Prompt: Report how many lines of the material below contain the string "facade". Treat case as significant, and answer with the number alone.

Information provided:

BEGIN

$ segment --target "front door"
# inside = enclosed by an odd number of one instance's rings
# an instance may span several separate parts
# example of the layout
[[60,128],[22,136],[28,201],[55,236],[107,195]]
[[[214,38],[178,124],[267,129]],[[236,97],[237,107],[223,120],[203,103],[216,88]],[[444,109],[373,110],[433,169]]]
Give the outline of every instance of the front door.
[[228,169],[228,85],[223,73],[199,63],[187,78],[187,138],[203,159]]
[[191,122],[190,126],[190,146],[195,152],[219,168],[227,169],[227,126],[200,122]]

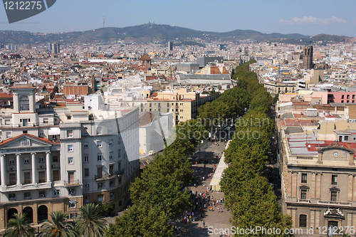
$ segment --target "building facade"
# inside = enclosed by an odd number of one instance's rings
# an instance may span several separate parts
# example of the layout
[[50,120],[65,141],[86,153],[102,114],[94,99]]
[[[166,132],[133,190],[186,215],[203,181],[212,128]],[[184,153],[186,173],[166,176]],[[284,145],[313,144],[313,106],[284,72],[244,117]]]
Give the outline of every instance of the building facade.
[[15,213],[36,224],[88,203],[123,209],[140,172],[138,110],[36,108],[35,88],[11,90],[14,108],[0,116],[0,229]]

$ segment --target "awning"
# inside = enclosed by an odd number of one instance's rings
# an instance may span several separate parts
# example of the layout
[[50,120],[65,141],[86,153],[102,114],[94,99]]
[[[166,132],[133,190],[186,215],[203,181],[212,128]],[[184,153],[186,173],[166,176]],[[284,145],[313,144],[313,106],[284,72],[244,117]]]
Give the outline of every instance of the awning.
[[48,127],[48,135],[59,135],[61,129],[59,127]]

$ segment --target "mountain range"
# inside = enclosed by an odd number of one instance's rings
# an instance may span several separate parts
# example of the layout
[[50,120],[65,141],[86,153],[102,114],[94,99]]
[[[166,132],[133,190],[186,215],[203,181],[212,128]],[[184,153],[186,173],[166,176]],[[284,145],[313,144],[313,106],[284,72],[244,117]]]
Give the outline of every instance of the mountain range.
[[318,35],[310,37],[300,33],[263,33],[251,30],[235,30],[229,32],[201,31],[175,26],[148,23],[122,28],[108,27],[86,31],[73,31],[56,33],[31,33],[28,31],[0,31],[0,43],[3,44],[62,43],[94,43],[125,41],[137,43],[167,43],[167,41],[194,41],[197,38],[206,41],[237,41],[253,40],[256,41],[276,41],[308,44],[313,41],[344,42],[350,37]]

END

Response to this exercise: 2